◆ Task input:
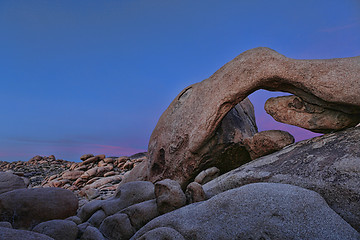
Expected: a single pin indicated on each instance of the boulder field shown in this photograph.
(208, 172)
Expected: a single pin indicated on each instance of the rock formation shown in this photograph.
(295, 111)
(25, 208)
(181, 138)
(256, 211)
(329, 165)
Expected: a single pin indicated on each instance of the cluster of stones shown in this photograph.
(96, 177)
(36, 169)
(210, 174)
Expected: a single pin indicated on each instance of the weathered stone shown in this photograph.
(266, 142)
(96, 219)
(194, 193)
(207, 175)
(187, 127)
(92, 233)
(257, 211)
(5, 224)
(72, 175)
(25, 208)
(75, 219)
(125, 196)
(58, 229)
(329, 165)
(117, 227)
(169, 196)
(14, 234)
(141, 213)
(86, 156)
(162, 233)
(295, 111)
(9, 182)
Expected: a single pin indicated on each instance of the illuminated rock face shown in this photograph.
(185, 129)
(293, 110)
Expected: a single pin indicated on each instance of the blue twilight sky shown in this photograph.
(94, 76)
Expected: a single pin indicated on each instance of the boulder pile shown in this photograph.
(209, 173)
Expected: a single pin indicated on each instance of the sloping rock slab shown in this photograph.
(329, 165)
(257, 211)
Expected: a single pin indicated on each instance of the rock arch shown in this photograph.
(185, 128)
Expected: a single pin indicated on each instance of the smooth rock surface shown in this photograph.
(194, 193)
(169, 196)
(184, 132)
(295, 111)
(14, 234)
(9, 182)
(257, 211)
(125, 196)
(117, 227)
(92, 233)
(266, 142)
(25, 208)
(58, 229)
(329, 165)
(225, 149)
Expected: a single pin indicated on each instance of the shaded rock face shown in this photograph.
(25, 208)
(58, 229)
(295, 111)
(329, 165)
(13, 234)
(255, 211)
(184, 134)
(266, 142)
(9, 182)
(224, 150)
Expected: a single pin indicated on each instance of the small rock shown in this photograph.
(266, 142)
(116, 227)
(169, 196)
(194, 193)
(58, 229)
(86, 156)
(207, 175)
(92, 233)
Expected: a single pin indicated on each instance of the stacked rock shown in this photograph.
(36, 169)
(96, 177)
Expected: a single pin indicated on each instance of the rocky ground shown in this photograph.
(209, 173)
(95, 177)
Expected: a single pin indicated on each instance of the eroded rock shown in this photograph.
(329, 165)
(184, 134)
(266, 142)
(25, 208)
(295, 111)
(256, 211)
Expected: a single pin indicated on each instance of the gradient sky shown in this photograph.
(94, 76)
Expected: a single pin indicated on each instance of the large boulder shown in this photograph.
(329, 165)
(14, 234)
(225, 150)
(184, 134)
(256, 211)
(295, 111)
(125, 196)
(9, 182)
(58, 229)
(25, 208)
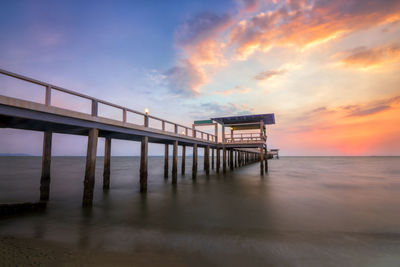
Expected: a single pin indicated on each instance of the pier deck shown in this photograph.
(28, 115)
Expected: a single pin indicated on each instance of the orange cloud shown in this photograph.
(266, 75)
(235, 90)
(302, 24)
(360, 129)
(370, 57)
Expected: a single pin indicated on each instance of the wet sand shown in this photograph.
(340, 249)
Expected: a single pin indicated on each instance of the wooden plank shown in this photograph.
(143, 164)
(90, 168)
(46, 162)
(199, 122)
(175, 162)
(107, 159)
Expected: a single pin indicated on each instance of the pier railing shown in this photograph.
(244, 138)
(178, 129)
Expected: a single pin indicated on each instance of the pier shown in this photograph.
(246, 143)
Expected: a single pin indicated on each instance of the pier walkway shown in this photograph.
(28, 115)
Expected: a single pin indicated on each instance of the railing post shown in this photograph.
(47, 101)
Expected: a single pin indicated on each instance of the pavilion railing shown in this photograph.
(178, 129)
(244, 138)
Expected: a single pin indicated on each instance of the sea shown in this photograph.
(306, 211)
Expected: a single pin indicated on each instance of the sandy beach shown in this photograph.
(33, 252)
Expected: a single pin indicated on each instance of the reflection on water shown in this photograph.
(339, 208)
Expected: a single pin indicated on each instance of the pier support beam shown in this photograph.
(218, 159)
(236, 165)
(194, 164)
(231, 159)
(207, 159)
(46, 162)
(175, 162)
(261, 161)
(183, 159)
(143, 164)
(90, 168)
(212, 158)
(223, 159)
(166, 161)
(107, 159)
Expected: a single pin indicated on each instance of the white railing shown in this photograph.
(179, 129)
(244, 138)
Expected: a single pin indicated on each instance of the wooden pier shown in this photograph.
(238, 149)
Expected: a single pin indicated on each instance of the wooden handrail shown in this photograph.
(96, 101)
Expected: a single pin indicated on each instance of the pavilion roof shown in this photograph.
(246, 121)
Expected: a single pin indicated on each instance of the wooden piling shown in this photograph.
(107, 159)
(207, 159)
(143, 164)
(261, 161)
(223, 159)
(175, 162)
(212, 158)
(166, 161)
(183, 159)
(194, 164)
(90, 168)
(231, 159)
(218, 159)
(236, 159)
(46, 162)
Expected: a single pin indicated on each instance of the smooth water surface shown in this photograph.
(307, 211)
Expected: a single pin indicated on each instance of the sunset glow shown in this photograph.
(329, 70)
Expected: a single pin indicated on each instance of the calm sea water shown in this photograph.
(307, 211)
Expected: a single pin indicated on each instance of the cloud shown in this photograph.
(236, 90)
(266, 75)
(248, 5)
(368, 111)
(201, 27)
(305, 23)
(370, 57)
(185, 79)
(213, 109)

◆ Your objective: The records above need to be printed in full and exactly, without any of the pictures.

◆ Task result:
Expected: a single pin indicated on each instance of the boulder field shown in this photograph.
(208, 172)
Expected: a single pin indicated on each instance of the rock formation shown in this photograph.
(295, 111)
(25, 208)
(181, 138)
(256, 211)
(329, 165)
Expected: a single pin indicated on each instance of the cluster of stones shown in this photograph.
(96, 177)
(36, 169)
(210, 174)
Expected: a single pin indicated on each instance of the weathered stone shown in this photograph.
(266, 142)
(96, 219)
(194, 193)
(207, 175)
(187, 127)
(92, 233)
(257, 211)
(5, 224)
(72, 175)
(25, 208)
(75, 219)
(125, 196)
(58, 229)
(329, 165)
(117, 227)
(169, 196)
(14, 234)
(141, 213)
(86, 156)
(162, 233)
(295, 111)
(9, 182)
Expected: a single pin indicated on each instance of the illuminated rock face shown in this photograph.
(185, 129)
(293, 110)
Expected: a single pin indicated on each instance of the blue twilight sky shown in this photograph.
(94, 76)
Expected: a single pin indicated on each instance of the boulder pile shown in this photograph.
(209, 173)
Expected: a single pin indicated on each instance of the sloping rock slab shown in this photograph.
(329, 165)
(257, 211)
Expected: a single pin indicated on each instance of the rock arch shown in this photograph.
(185, 128)
Expected: a single pin indicated on each instance of the smooth rock surface shown in this photograph.
(194, 193)
(169, 196)
(184, 132)
(295, 111)
(14, 234)
(9, 182)
(257, 211)
(125, 196)
(117, 227)
(92, 233)
(266, 142)
(25, 208)
(58, 229)
(329, 165)
(225, 149)
Expected: a single pin indicated on each instance of the shaded rock face shown in this photograph.
(25, 208)
(58, 229)
(295, 111)
(329, 165)
(13, 234)
(255, 211)
(184, 134)
(266, 142)
(9, 182)
(224, 150)
Expected: a single pin indicated on each instance of the small rock shown in this photograph.
(266, 142)
(116, 227)
(169, 196)
(194, 193)
(58, 229)
(86, 156)
(207, 175)
(92, 233)
Expected: a single pin indicated on each instance of the stacked rock shown in this photograph.
(36, 169)
(96, 177)
Expected: a single pin indicated on each instance of the rocky ground shown in this photograph.
(209, 173)
(95, 177)
Expected: a single pin indicated on each instance of the eroded rock shown in this photograph.
(329, 165)
(184, 134)
(266, 142)
(25, 208)
(295, 111)
(256, 211)
Expected: a single pin indicated on each instance of the gradient sky shown in this photograph.
(94, 76)
Expected: a single pin indicated on each instance of the large boulder shown in this photograph.
(329, 165)
(14, 234)
(225, 150)
(184, 134)
(256, 211)
(295, 111)
(125, 196)
(9, 182)
(58, 229)
(25, 208)
Expected: a single pin indicated on each instance of the pier deck shown in this photograph.
(28, 115)
Expected: a single pin indicated on each instance of the orange cloud shown in this photograph.
(266, 75)
(235, 90)
(302, 24)
(360, 129)
(370, 57)
Expected: a single pin indicated on each instance of the wet sand shown in this photograph.
(340, 249)
Expected: a single pin indicated on each instance of the wooden plank shown in this photograph.
(143, 164)
(90, 168)
(46, 162)
(199, 122)
(175, 162)
(107, 159)
Expected: a single pin indicated on each instance of the pier railing shown in this photograph.
(244, 138)
(178, 129)
Expected: a single pin indicated on each instance of the pier shown in this photograph.
(246, 143)
Expected: a single pin indicated on each instance of the pier walkway shown in this photograph.
(28, 115)
Expected: a single pin indicated on each instance of the railing post shown in this photograph.
(47, 101)
Expected: a single pin indicated on each instance of the pavilion railing shown in this photograph.
(178, 129)
(244, 138)
Expected: a single pin indicated on each instance of the sea shown in this photograph.
(306, 211)
Expected: a single pin indicated on each instance of the sandy beach shown in this photograph.
(33, 252)
Expected: a single pin indicated on each instance of the reflection on water shown in this photograph.
(339, 208)
Expected: a single pin indicated on each instance of the pier support beam shown in this photograph.
(218, 159)
(236, 165)
(194, 164)
(231, 159)
(207, 159)
(46, 162)
(175, 162)
(261, 161)
(183, 159)
(143, 164)
(90, 168)
(212, 158)
(223, 159)
(166, 161)
(107, 159)
Expected: a single pin indicated on each instance of the white railing shown in this photograph.
(179, 129)
(244, 138)
Expected: a single pin indicated on each instance of the wooden pier shown in this photograph.
(238, 149)
Expected: a single pin indicated on each instance of the wooden handrail shown in this photograph.
(96, 101)
Expected: a single pin indicated on each instance of the pavilion roof shown in this photograph.
(246, 121)
Expected: a single pin indicated on each instance of the wooden piling shown in this photograph.
(107, 159)
(207, 159)
(143, 164)
(261, 161)
(223, 159)
(175, 162)
(212, 158)
(166, 161)
(183, 159)
(194, 164)
(90, 168)
(231, 159)
(218, 159)
(236, 159)
(46, 162)
Expected: a single pin indicated on each instance of the smooth water surface shown in this photograph.
(307, 211)
Expected: a single pin indicated on each instance of the sunset glow shown in this photograph.
(329, 70)
Expected: a single pin indicated on each instance of the calm sea water shown in this photograph.
(307, 211)
Expected: a single pin indicated on each instance of the cloud shown in this photograph.
(236, 90)
(266, 75)
(248, 5)
(368, 111)
(201, 27)
(305, 23)
(370, 57)
(185, 79)
(213, 109)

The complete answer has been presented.